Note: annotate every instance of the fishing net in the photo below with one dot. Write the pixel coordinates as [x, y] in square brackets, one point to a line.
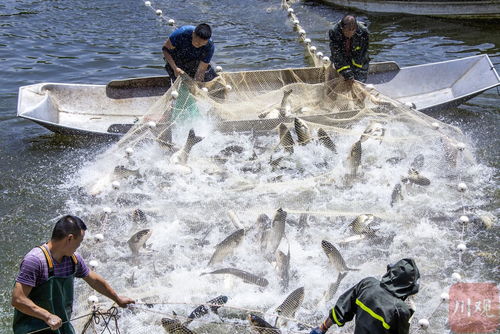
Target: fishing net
[289, 157]
[255, 186]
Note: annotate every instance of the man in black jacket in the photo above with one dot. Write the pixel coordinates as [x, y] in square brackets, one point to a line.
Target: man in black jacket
[349, 46]
[379, 306]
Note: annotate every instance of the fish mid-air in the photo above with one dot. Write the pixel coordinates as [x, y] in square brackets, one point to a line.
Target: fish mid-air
[362, 224]
[415, 177]
[261, 326]
[212, 305]
[335, 257]
[396, 195]
[286, 139]
[326, 141]
[374, 130]
[355, 158]
[289, 306]
[174, 326]
[138, 240]
[244, 275]
[302, 130]
[227, 246]
[180, 157]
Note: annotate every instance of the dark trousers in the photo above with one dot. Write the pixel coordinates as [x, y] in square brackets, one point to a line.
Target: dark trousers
[190, 68]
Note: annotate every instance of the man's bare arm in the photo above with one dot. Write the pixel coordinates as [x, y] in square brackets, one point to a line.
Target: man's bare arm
[168, 45]
[22, 303]
[200, 72]
[99, 284]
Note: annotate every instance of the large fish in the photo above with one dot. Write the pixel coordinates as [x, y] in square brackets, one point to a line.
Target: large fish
[289, 306]
[416, 178]
[397, 194]
[174, 326]
[261, 326]
[418, 162]
[138, 240]
[181, 156]
[286, 139]
[276, 232]
[374, 130]
[333, 287]
[326, 140]
[121, 172]
[302, 130]
[361, 224]
[283, 267]
[212, 305]
[355, 158]
[138, 216]
[227, 246]
[335, 257]
[285, 107]
[244, 275]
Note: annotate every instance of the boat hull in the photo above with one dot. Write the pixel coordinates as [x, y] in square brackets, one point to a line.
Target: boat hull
[111, 110]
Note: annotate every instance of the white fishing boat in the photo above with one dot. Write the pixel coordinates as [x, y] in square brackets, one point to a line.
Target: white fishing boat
[482, 9]
[112, 109]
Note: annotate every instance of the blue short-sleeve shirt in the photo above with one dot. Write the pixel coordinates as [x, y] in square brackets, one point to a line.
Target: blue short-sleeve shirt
[182, 40]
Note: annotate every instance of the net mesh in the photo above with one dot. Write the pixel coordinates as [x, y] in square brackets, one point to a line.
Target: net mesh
[289, 138]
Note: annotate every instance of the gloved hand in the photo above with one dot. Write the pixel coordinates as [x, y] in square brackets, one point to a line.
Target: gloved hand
[317, 331]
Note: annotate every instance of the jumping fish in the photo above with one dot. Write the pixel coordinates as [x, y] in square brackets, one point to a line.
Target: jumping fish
[181, 156]
[244, 275]
[261, 326]
[326, 140]
[450, 151]
[289, 306]
[276, 232]
[374, 130]
[333, 287]
[355, 157]
[283, 267]
[303, 218]
[397, 194]
[302, 130]
[212, 305]
[416, 178]
[227, 246]
[138, 240]
[335, 257]
[286, 139]
[174, 326]
[285, 106]
[262, 224]
[138, 216]
[361, 224]
[121, 172]
[418, 162]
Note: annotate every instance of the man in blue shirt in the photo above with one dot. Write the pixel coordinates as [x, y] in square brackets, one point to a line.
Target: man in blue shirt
[189, 50]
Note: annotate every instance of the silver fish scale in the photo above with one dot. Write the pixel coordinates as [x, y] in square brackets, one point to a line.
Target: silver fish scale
[283, 265]
[326, 140]
[227, 246]
[290, 305]
[302, 131]
[244, 275]
[286, 139]
[173, 326]
[261, 326]
[334, 256]
[277, 231]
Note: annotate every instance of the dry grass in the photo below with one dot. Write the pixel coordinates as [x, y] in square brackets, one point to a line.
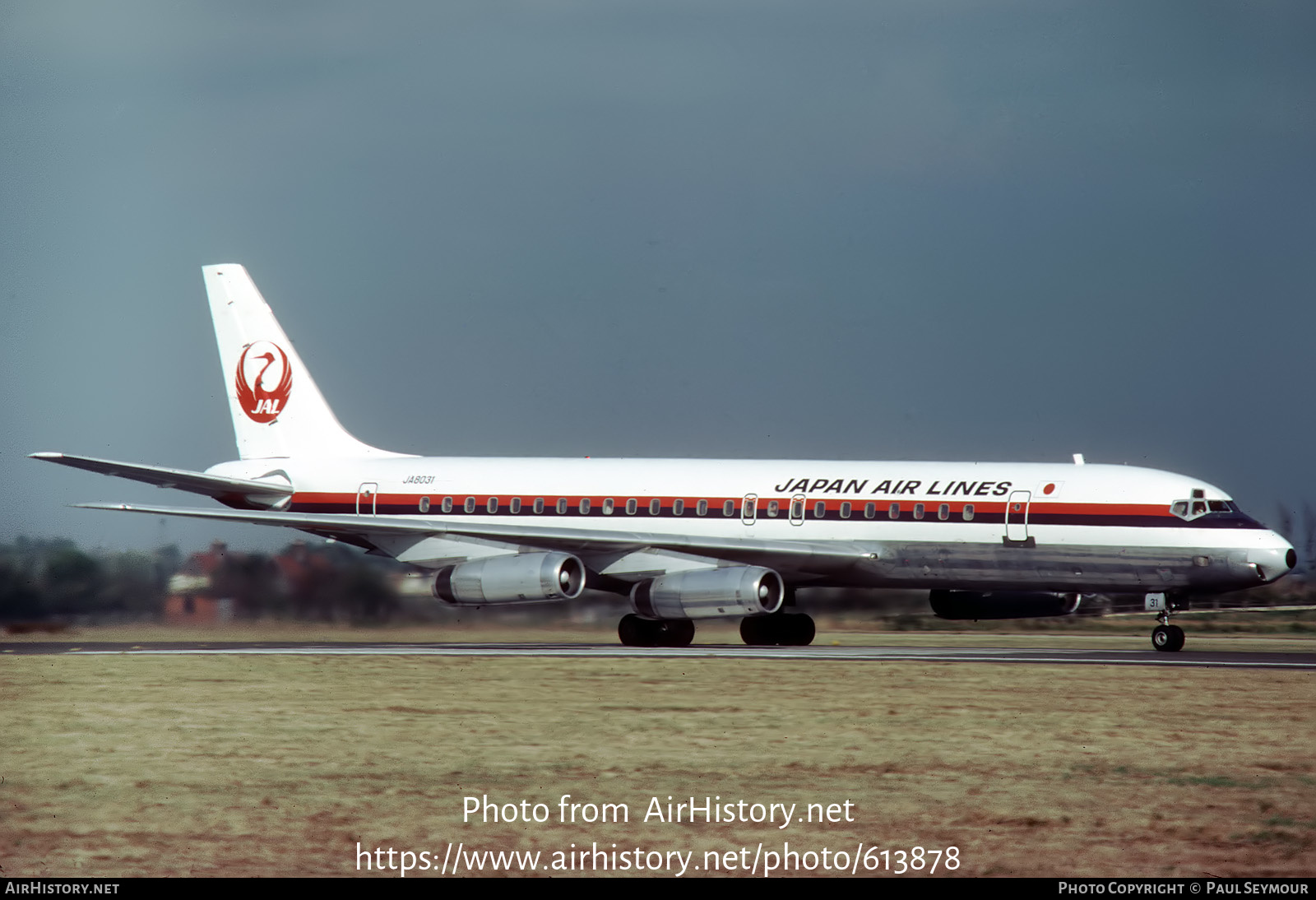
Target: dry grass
[471, 627]
[274, 766]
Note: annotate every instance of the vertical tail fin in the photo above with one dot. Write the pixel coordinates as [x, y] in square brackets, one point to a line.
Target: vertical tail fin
[276, 408]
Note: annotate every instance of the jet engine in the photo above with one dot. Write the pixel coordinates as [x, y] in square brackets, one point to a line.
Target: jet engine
[710, 592]
[1002, 604]
[517, 578]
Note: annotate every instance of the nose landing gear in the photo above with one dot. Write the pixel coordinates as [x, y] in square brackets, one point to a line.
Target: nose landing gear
[1166, 637]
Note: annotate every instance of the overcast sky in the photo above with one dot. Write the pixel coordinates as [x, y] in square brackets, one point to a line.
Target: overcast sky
[855, 230]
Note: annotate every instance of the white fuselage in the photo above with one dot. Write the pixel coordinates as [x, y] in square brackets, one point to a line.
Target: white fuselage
[912, 524]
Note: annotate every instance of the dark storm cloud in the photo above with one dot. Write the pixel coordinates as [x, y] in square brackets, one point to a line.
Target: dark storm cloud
[857, 230]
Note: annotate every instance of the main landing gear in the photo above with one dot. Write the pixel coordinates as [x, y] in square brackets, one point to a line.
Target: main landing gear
[636, 632]
[1166, 637]
[780, 629]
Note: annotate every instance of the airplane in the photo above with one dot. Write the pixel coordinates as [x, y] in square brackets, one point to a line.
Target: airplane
[690, 540]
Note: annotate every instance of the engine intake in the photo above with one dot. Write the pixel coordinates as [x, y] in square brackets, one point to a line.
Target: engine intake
[517, 578]
[1002, 604]
[710, 592]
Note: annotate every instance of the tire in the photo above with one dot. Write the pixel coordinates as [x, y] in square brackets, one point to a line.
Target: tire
[802, 630]
[677, 633]
[1168, 638]
[633, 632]
[754, 632]
[1177, 638]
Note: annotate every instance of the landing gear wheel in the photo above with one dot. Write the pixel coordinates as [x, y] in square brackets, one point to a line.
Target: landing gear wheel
[1177, 643]
[633, 632]
[677, 633]
[778, 629]
[754, 632]
[636, 632]
[802, 630]
[1168, 638]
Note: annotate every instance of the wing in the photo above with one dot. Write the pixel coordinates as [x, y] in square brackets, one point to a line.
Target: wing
[795, 561]
[266, 495]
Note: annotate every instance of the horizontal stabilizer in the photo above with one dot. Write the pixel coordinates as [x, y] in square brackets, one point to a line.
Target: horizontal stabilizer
[228, 489]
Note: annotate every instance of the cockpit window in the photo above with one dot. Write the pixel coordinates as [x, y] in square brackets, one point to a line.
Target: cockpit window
[1198, 507]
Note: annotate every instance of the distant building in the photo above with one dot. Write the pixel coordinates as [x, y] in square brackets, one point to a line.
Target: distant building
[195, 590]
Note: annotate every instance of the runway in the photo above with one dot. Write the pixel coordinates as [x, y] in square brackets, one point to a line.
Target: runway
[1286, 661]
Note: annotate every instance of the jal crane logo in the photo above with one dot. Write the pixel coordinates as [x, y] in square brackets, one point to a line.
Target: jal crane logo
[258, 401]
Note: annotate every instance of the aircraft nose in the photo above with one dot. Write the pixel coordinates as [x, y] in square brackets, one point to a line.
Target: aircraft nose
[1276, 561]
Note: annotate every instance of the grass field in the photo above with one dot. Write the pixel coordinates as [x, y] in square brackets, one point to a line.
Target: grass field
[276, 766]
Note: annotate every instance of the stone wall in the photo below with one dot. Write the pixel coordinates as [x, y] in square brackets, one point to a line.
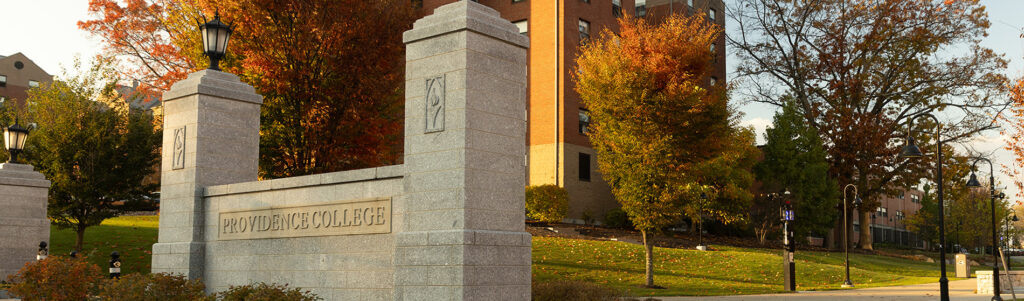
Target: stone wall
[448, 224]
[23, 220]
[985, 281]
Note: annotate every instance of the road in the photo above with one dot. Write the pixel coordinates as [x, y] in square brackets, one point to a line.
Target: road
[958, 290]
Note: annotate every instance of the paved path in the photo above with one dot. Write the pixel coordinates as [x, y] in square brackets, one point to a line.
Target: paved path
[958, 290]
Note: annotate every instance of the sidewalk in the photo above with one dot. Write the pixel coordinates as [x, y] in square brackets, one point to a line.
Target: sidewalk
[958, 290]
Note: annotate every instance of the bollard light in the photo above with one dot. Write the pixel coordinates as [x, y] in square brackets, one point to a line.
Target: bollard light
[115, 265]
[215, 36]
[43, 251]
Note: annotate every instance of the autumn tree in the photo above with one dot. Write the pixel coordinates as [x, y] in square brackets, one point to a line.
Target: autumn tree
[653, 122]
[860, 70]
[331, 72]
[794, 160]
[96, 158]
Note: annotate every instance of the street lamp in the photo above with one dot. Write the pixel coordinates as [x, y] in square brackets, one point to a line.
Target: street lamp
[910, 151]
[13, 137]
[700, 245]
[973, 182]
[215, 35]
[846, 232]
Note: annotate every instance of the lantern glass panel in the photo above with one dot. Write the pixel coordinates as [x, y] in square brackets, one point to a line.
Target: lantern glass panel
[7, 138]
[22, 136]
[222, 40]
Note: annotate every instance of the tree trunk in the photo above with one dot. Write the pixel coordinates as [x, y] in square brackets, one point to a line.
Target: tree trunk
[865, 230]
[649, 248]
[80, 230]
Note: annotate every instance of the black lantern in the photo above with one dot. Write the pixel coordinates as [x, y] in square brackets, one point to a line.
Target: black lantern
[215, 35]
[910, 151]
[13, 137]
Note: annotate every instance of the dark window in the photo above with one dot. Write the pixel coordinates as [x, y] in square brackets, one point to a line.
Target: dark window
[584, 121]
[584, 167]
[584, 31]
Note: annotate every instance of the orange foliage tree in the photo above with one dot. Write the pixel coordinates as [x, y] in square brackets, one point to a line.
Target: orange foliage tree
[331, 72]
[858, 71]
[653, 124]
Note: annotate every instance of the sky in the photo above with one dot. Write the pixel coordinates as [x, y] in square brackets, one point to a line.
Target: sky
[47, 33]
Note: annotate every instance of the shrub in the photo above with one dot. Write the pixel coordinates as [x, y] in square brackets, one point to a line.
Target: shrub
[155, 287]
[572, 291]
[54, 278]
[264, 292]
[547, 203]
[616, 218]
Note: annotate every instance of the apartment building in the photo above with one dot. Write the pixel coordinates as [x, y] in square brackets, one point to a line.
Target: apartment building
[559, 152]
[888, 223]
[17, 75]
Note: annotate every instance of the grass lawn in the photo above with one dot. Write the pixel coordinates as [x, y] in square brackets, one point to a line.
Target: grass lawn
[726, 271]
[684, 272]
[131, 235]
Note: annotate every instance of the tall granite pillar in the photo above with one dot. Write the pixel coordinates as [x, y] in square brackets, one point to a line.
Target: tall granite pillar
[211, 137]
[464, 237]
[23, 216]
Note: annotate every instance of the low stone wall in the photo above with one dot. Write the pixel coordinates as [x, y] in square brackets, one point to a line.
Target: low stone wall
[344, 256]
[985, 281]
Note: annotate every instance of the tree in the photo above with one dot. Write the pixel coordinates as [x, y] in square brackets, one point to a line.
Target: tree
[331, 72]
[859, 71]
[794, 160]
[653, 123]
[93, 156]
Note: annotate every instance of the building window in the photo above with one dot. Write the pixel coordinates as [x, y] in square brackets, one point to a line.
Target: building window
[584, 31]
[584, 167]
[584, 121]
[523, 27]
[641, 8]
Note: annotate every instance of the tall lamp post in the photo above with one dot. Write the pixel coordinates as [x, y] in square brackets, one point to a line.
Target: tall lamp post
[846, 232]
[215, 35]
[973, 182]
[13, 138]
[910, 151]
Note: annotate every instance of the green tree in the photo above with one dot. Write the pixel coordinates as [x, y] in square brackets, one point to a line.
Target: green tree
[653, 120]
[794, 160]
[95, 157]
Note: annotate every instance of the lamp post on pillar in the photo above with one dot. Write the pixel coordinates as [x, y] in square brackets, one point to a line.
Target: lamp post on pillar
[973, 182]
[215, 35]
[13, 137]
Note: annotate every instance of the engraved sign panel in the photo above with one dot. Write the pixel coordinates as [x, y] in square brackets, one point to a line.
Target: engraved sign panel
[364, 217]
[178, 157]
[435, 104]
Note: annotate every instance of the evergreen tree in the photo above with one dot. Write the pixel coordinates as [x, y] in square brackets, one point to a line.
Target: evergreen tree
[794, 160]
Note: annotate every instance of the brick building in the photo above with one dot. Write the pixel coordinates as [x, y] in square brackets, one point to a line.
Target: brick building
[17, 75]
[558, 149]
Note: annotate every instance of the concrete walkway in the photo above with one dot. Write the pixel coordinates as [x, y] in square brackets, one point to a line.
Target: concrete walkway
[958, 290]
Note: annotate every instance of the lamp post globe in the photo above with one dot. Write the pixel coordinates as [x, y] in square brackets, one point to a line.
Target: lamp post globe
[215, 37]
[14, 137]
[910, 151]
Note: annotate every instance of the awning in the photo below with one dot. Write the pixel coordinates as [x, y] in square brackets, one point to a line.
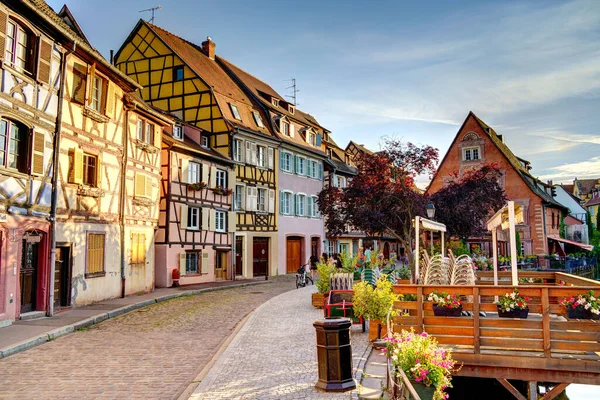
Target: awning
[587, 247]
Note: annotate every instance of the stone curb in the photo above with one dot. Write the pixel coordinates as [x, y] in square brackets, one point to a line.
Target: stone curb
[64, 330]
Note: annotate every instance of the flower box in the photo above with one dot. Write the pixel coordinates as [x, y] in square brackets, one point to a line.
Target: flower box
[514, 313]
[440, 311]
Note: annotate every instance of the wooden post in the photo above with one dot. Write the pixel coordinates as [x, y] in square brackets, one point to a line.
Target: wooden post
[513, 242]
[546, 323]
[476, 346]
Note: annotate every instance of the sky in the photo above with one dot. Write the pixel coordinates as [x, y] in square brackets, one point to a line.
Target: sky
[411, 70]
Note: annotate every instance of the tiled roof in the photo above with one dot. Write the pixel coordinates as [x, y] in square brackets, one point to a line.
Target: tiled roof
[225, 89]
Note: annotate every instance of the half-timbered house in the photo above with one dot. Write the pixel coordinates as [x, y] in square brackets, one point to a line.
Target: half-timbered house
[186, 80]
[30, 63]
[196, 218]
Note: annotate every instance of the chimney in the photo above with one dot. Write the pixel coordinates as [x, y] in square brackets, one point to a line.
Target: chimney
[208, 47]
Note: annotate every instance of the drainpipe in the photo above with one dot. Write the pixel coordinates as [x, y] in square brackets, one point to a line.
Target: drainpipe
[55, 161]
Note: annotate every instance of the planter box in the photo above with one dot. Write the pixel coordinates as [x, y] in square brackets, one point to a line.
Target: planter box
[446, 312]
[516, 313]
[580, 313]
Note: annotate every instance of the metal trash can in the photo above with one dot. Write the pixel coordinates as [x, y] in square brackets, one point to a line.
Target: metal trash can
[334, 354]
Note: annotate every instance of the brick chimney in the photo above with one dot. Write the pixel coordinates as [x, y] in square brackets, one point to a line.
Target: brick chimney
[208, 47]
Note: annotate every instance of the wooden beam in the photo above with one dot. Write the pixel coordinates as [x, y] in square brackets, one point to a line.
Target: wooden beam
[556, 390]
[511, 389]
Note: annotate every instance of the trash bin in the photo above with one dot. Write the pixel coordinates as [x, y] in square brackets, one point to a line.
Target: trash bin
[334, 354]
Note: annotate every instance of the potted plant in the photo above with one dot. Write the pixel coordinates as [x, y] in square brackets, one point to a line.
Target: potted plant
[584, 306]
[374, 304]
[324, 270]
[513, 305]
[426, 365]
[445, 305]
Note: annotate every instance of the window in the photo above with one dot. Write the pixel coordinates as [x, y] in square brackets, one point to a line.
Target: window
[90, 170]
[178, 73]
[471, 154]
[95, 254]
[261, 156]
[194, 172]
[239, 196]
[258, 119]
[285, 128]
[235, 112]
[13, 145]
[220, 221]
[193, 218]
[18, 47]
[192, 259]
[221, 180]
[238, 147]
[138, 248]
[261, 204]
[177, 132]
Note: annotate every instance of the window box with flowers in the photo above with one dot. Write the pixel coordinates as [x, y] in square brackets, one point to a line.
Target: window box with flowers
[513, 305]
[584, 306]
[445, 305]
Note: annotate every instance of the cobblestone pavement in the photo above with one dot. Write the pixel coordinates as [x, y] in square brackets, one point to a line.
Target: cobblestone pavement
[151, 353]
[274, 355]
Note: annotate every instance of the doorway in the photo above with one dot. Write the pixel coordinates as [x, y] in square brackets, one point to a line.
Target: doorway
[238, 255]
[62, 277]
[28, 275]
[260, 256]
[293, 254]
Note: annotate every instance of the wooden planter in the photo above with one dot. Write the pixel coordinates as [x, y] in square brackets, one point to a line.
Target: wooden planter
[516, 313]
[374, 329]
[446, 312]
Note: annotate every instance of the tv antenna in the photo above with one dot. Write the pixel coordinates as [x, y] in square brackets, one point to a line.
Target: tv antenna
[152, 10]
[294, 91]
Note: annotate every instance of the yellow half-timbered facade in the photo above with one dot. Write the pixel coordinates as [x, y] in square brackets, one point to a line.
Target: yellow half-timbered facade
[185, 79]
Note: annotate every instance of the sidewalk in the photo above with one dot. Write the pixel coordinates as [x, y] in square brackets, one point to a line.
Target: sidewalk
[23, 335]
[273, 355]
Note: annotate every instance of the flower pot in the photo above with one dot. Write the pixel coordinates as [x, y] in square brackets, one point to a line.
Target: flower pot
[580, 313]
[516, 313]
[446, 312]
[374, 330]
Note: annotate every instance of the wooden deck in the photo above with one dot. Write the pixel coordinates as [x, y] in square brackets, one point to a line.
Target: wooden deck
[545, 347]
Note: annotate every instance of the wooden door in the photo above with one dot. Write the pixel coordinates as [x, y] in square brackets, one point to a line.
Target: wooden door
[293, 253]
[260, 256]
[28, 276]
[238, 255]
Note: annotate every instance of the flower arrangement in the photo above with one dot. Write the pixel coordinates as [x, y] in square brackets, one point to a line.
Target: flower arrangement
[222, 190]
[582, 306]
[419, 356]
[197, 186]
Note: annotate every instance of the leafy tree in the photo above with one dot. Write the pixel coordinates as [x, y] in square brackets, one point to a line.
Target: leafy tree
[465, 204]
■ ■ ■ ■ ■ ■ ■
Copy out the items above verbatim, from the line containing "Note: annotate every instance of the leafy" through the last line of the items, both ends included.

* SOLUTION FOR THIS TASK:
Note: annotate every instance of the leafy tree in the photo above with one dot. Write the pixel coordinates as [x, y] in square brackets, one point to a line.
Target: leafy tree
[465, 204]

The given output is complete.